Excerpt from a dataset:
· · ·
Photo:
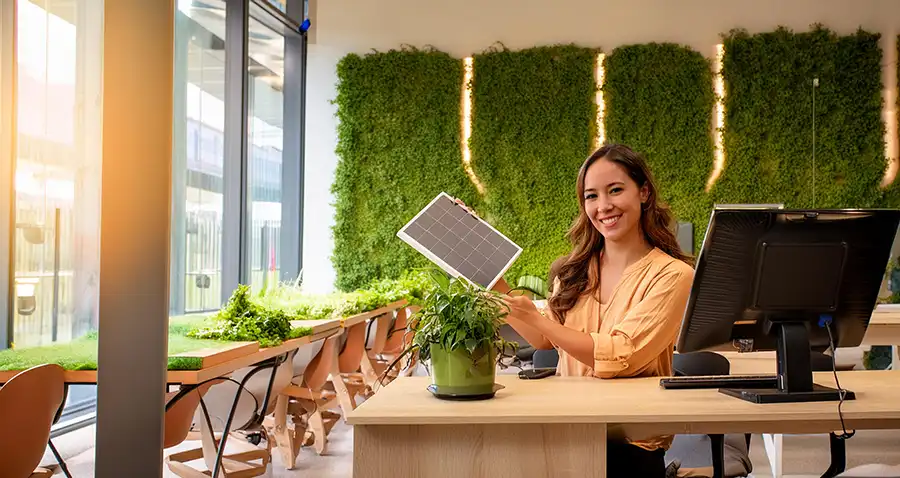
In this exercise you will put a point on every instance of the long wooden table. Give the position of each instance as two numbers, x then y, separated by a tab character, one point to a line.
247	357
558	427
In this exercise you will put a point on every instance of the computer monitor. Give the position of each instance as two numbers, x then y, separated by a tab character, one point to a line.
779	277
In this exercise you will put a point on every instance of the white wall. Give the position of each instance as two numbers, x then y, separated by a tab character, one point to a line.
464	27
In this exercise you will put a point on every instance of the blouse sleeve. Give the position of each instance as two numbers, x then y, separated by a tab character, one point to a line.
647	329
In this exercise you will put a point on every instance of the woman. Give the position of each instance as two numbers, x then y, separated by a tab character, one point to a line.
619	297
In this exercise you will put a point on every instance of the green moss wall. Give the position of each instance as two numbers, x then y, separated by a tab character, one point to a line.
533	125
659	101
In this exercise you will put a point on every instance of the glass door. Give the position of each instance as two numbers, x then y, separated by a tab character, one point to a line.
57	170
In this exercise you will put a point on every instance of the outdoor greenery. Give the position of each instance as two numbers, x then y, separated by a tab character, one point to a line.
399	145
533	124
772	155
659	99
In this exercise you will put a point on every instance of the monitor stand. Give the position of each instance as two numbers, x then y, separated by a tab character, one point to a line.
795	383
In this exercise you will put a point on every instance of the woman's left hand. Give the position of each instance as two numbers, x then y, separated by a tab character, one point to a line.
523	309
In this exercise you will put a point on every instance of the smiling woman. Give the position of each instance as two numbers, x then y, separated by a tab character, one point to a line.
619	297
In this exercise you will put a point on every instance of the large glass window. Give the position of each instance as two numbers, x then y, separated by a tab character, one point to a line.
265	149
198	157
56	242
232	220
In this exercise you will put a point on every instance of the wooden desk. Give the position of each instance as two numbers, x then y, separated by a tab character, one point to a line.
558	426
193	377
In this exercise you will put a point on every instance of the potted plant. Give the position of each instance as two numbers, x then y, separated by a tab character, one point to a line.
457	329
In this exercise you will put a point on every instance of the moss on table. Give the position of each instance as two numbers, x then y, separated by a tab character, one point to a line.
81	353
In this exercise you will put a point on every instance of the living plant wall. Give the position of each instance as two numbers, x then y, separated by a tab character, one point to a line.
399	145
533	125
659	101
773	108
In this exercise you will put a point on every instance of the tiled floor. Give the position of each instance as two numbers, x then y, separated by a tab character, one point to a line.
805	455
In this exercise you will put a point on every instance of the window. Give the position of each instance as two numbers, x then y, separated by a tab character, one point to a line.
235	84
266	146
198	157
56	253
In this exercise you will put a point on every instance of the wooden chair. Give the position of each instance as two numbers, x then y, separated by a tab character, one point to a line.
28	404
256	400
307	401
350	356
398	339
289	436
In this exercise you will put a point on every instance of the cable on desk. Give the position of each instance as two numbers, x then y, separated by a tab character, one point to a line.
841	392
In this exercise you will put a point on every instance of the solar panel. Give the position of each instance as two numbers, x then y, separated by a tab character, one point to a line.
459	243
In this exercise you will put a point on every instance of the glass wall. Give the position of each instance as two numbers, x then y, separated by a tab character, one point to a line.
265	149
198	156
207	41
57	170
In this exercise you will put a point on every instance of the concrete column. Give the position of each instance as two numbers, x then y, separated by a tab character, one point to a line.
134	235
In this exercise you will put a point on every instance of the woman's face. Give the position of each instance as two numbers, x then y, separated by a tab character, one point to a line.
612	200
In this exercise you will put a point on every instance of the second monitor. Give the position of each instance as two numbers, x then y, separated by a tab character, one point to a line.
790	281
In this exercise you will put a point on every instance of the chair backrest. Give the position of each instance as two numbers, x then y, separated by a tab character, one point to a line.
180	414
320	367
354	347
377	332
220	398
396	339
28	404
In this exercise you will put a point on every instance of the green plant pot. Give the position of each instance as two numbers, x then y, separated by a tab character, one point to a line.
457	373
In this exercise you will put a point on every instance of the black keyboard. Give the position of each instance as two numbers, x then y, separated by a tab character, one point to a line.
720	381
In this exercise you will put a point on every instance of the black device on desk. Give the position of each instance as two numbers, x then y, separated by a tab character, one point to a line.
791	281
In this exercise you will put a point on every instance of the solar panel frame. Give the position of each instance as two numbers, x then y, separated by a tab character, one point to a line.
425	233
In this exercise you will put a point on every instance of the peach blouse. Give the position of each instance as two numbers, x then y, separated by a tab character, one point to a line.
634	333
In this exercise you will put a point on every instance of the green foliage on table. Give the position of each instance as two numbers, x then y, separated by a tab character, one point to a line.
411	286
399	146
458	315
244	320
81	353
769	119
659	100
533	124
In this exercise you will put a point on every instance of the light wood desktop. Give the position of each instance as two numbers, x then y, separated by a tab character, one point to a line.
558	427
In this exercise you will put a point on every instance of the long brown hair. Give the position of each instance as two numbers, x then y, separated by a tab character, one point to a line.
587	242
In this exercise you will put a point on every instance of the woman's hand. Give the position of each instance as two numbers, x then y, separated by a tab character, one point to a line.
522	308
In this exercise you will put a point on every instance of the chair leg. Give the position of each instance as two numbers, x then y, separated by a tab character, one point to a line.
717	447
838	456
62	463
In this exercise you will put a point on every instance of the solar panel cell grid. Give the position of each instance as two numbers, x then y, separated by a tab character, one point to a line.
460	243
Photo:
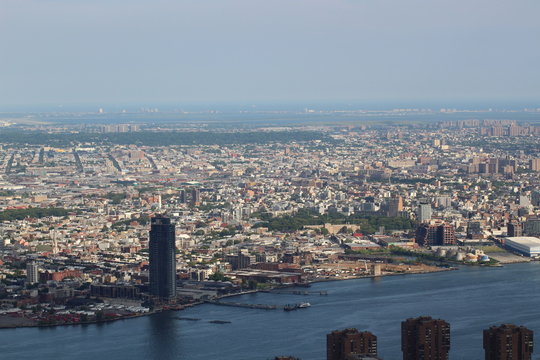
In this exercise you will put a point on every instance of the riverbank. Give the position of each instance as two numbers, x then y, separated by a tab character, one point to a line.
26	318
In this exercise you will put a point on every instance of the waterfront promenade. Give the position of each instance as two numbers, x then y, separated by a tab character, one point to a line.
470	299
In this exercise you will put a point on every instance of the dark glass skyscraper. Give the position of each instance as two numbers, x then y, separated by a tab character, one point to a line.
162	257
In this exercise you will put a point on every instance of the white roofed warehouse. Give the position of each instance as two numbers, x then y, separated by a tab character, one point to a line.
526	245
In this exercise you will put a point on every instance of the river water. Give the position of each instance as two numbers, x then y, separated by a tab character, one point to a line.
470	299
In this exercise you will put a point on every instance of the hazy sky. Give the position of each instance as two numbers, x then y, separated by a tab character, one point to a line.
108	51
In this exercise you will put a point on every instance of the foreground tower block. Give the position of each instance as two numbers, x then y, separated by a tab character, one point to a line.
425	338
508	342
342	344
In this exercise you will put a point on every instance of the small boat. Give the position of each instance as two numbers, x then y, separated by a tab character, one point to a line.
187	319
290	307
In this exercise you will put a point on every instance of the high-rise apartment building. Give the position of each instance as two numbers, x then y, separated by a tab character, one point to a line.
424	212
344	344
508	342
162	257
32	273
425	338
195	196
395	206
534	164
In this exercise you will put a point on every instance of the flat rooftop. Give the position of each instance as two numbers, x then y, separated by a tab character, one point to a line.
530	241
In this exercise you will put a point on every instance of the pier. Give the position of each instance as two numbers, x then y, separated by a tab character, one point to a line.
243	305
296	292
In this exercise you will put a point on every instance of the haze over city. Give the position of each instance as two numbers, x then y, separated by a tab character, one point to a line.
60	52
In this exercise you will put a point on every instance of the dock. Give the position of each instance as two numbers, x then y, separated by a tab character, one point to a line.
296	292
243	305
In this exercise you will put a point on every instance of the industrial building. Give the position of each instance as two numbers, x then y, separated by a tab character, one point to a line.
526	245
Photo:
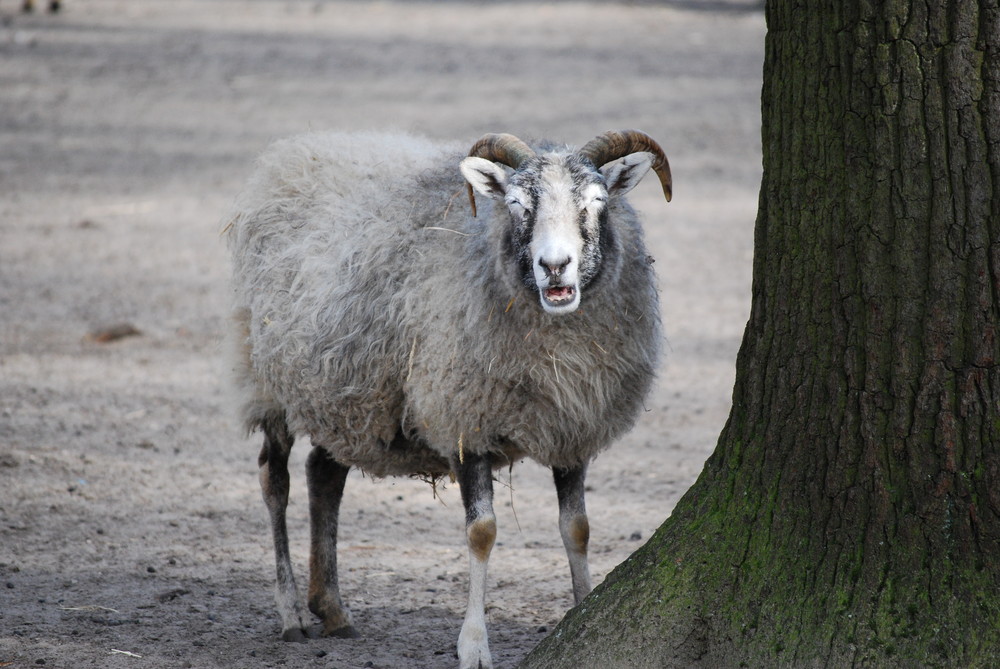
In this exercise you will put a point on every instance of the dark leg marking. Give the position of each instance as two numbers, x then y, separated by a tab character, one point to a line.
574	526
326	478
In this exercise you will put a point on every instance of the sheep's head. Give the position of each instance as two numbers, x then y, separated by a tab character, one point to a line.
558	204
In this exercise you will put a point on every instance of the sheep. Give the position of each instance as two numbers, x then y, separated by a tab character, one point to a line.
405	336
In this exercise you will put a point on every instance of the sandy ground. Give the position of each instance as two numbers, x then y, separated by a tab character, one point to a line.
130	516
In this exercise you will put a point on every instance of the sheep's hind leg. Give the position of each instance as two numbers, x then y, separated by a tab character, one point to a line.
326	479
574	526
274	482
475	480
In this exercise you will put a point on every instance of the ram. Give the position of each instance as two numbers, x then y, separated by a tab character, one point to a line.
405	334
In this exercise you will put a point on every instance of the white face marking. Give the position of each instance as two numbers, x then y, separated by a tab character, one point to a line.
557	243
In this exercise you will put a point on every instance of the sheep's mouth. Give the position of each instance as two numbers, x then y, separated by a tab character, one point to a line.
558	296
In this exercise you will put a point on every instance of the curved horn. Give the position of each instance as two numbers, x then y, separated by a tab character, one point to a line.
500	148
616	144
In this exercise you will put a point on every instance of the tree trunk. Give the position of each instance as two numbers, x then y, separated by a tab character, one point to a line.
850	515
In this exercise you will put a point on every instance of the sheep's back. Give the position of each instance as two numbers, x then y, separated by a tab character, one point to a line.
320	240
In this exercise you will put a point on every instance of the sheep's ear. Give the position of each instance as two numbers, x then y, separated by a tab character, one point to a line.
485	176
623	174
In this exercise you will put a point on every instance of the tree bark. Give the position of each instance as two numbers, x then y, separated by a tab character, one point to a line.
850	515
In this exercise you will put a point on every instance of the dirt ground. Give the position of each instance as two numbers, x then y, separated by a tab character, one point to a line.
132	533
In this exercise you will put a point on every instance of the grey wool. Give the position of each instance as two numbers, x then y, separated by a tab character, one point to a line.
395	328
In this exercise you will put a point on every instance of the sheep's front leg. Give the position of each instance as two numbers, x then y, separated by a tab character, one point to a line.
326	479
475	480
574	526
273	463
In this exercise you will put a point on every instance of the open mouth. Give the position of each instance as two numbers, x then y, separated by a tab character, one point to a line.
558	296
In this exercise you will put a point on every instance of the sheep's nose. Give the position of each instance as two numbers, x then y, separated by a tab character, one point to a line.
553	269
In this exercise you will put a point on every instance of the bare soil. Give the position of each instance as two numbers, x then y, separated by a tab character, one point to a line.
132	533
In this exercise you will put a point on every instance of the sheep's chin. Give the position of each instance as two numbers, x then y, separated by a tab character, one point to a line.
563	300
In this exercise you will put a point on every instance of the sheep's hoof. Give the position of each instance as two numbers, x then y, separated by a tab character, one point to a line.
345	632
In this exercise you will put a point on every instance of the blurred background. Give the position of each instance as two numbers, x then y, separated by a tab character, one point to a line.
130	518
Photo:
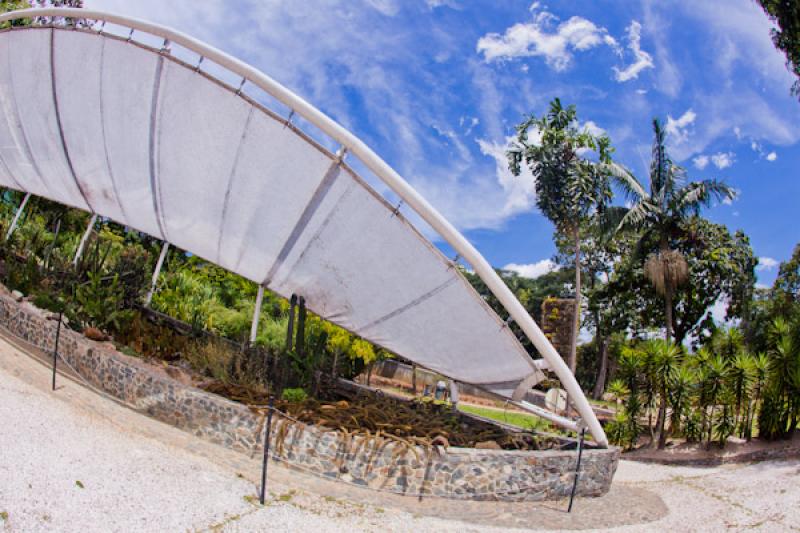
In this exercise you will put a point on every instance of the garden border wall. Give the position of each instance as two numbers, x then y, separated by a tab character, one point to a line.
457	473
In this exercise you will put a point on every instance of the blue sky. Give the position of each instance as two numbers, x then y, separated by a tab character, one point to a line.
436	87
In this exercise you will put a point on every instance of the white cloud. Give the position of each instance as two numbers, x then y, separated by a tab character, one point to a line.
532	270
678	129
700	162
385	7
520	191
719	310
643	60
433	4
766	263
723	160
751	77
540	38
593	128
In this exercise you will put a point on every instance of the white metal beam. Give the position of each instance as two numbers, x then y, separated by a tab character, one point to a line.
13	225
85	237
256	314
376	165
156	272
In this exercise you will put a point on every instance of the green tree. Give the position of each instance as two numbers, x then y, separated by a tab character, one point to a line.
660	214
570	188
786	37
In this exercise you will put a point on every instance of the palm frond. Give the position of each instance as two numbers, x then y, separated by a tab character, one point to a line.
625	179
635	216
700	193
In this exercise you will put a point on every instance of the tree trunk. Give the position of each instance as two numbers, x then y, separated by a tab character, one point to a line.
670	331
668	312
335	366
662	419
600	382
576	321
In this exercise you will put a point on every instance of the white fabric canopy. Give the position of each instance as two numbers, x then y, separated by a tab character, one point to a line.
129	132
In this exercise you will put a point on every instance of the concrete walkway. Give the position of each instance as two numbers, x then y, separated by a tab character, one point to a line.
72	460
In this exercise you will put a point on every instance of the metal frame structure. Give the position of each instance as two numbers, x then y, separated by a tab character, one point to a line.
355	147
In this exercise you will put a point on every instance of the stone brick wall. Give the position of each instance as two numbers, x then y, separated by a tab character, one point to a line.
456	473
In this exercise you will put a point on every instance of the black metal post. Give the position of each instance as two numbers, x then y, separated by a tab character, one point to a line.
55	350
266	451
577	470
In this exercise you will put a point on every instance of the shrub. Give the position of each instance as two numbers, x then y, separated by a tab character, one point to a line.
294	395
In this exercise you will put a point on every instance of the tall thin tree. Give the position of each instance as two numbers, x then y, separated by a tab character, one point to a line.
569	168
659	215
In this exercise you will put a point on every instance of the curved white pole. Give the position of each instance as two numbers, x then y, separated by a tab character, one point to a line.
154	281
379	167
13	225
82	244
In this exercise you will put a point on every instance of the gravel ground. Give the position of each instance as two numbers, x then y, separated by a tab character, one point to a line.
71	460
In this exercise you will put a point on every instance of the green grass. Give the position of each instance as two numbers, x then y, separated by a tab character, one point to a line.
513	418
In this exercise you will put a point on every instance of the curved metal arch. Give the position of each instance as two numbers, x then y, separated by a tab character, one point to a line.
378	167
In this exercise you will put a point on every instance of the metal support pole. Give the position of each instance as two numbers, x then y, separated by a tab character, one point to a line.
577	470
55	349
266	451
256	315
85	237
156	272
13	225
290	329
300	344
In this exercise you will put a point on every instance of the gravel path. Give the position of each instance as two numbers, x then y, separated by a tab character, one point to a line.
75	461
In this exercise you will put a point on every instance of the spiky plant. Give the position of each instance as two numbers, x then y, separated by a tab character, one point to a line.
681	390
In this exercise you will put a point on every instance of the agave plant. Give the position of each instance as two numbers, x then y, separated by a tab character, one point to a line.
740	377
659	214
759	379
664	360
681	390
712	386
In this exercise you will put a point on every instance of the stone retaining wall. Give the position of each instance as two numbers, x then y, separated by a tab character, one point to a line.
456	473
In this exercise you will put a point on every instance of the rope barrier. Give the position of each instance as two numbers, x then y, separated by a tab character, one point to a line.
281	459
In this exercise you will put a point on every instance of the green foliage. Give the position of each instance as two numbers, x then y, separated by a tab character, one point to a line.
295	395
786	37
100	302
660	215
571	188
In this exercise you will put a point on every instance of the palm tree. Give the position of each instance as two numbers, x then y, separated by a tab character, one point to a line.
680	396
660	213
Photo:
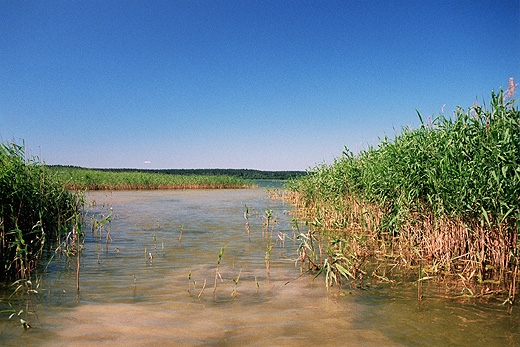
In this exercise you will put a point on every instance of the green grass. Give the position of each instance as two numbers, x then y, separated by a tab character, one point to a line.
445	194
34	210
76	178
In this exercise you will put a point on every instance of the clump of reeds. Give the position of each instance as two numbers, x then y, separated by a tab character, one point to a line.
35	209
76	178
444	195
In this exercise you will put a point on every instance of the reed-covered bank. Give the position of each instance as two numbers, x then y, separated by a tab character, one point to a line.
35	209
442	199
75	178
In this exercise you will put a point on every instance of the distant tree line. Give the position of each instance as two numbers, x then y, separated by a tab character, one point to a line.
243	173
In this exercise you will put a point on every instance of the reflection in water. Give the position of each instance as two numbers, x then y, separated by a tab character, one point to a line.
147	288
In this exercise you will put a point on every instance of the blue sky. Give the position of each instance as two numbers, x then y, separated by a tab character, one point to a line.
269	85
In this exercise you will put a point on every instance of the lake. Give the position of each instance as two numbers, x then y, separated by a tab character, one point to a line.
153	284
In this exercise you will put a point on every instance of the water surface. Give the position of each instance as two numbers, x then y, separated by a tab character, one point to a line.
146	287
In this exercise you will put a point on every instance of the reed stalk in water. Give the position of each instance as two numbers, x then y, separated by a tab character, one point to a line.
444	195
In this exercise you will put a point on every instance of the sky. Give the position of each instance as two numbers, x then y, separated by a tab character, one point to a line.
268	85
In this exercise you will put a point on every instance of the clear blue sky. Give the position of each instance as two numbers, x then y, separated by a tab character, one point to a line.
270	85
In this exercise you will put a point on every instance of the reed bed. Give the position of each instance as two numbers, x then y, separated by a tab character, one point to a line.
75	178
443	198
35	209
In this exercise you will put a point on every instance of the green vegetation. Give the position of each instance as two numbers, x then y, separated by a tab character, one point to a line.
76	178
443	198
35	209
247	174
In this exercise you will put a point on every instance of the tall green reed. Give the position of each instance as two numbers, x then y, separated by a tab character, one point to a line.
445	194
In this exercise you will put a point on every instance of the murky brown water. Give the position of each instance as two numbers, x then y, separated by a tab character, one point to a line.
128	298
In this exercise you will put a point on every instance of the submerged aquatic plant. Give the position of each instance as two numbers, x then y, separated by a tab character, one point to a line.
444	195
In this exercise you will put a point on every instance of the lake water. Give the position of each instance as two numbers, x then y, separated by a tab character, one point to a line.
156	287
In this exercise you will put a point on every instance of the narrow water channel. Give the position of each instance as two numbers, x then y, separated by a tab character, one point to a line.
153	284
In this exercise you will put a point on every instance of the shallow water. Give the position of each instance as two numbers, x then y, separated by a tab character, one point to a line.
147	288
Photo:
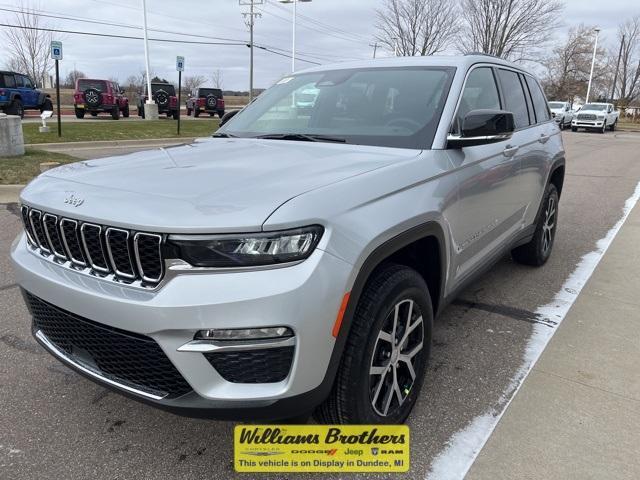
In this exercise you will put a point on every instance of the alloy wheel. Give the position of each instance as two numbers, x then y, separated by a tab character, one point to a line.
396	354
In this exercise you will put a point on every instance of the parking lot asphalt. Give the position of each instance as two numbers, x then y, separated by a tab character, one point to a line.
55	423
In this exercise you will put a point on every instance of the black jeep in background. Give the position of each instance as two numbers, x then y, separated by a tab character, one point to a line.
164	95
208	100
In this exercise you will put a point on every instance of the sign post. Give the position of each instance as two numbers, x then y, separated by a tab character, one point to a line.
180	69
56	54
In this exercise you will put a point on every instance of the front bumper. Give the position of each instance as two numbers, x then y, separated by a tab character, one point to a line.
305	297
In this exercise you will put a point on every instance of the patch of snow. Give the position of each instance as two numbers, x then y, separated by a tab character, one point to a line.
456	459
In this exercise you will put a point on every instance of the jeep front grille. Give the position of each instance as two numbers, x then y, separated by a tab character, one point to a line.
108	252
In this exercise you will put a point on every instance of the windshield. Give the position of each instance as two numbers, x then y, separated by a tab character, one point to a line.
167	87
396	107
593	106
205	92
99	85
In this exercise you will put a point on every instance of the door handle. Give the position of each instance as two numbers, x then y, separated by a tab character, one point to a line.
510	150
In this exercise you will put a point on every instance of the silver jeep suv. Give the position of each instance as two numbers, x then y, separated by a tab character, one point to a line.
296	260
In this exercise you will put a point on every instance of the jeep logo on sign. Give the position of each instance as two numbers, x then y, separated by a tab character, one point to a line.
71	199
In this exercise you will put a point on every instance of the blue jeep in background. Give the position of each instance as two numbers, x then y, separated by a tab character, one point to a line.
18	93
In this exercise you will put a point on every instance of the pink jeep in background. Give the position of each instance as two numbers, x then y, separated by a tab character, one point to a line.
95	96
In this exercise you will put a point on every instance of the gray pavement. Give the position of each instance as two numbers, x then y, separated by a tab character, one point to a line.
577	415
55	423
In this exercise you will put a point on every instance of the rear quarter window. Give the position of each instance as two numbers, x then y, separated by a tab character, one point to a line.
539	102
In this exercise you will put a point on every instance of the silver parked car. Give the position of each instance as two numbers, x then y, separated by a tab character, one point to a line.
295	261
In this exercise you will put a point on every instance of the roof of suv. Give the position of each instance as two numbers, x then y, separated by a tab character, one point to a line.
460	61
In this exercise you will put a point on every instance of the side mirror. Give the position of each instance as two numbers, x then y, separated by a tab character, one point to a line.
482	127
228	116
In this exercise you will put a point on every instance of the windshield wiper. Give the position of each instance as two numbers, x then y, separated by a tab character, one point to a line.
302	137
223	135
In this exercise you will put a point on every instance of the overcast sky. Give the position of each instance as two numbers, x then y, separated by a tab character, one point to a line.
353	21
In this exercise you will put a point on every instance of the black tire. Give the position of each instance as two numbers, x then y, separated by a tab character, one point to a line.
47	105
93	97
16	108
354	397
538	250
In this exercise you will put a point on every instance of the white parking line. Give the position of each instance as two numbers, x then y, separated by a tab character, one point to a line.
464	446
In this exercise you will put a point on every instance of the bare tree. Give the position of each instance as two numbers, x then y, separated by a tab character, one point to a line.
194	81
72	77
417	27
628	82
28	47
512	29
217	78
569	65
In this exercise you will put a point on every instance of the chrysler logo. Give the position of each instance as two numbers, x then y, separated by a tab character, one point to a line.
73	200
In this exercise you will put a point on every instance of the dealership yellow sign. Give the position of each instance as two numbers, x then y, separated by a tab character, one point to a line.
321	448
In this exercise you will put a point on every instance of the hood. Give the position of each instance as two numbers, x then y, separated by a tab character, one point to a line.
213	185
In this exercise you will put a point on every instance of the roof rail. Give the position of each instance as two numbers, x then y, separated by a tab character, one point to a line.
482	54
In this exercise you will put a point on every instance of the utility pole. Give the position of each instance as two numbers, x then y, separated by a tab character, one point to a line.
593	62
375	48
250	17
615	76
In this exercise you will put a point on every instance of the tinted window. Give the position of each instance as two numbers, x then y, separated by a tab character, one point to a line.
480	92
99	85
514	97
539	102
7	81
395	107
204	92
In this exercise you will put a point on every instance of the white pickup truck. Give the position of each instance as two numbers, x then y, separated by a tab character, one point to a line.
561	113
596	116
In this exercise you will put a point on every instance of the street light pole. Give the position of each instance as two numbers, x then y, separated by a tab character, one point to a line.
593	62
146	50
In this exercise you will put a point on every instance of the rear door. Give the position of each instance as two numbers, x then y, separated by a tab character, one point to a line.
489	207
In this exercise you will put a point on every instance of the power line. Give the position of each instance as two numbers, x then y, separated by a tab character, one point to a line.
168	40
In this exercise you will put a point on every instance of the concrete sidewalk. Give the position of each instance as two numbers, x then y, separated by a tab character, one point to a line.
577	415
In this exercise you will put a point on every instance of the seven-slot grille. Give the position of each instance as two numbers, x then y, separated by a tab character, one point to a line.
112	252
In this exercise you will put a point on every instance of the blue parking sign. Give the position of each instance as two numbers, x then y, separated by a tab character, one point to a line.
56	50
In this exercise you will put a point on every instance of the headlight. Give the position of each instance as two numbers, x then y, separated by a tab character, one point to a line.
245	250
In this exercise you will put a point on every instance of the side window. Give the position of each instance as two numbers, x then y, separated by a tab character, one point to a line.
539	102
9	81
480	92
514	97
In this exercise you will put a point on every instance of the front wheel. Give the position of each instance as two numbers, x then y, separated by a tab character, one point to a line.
· · ·
WHAT NEEDS TO BE DONE:
Retype exactly, please, each line from the line that contains "the blue parking" through the last line of the entries above, with nothing added.

RESULT OF THIS EXERCISE:
In this exercise you will put a point on every instance of the blue parking sign. Give the position of each instance as two numbers, x then y, separated by a tab character, one point to a line.
56	50
In this exercise you will put a point on every instance of the headlight. Give the position of each instance as two numbers, x then y, separated by a tab character, one point to a line.
245	250
In this exercise you will put a point on every instance of the side window. Give the position of each instance as two numbers, x then y, separated by a tab character, one point to a line.
539	102
9	81
480	92
514	97
In this exercise you will put a point on every instance of the front wheel. Give the position of each instance as two numbers, x then y, separated by a tab character, one point to a line.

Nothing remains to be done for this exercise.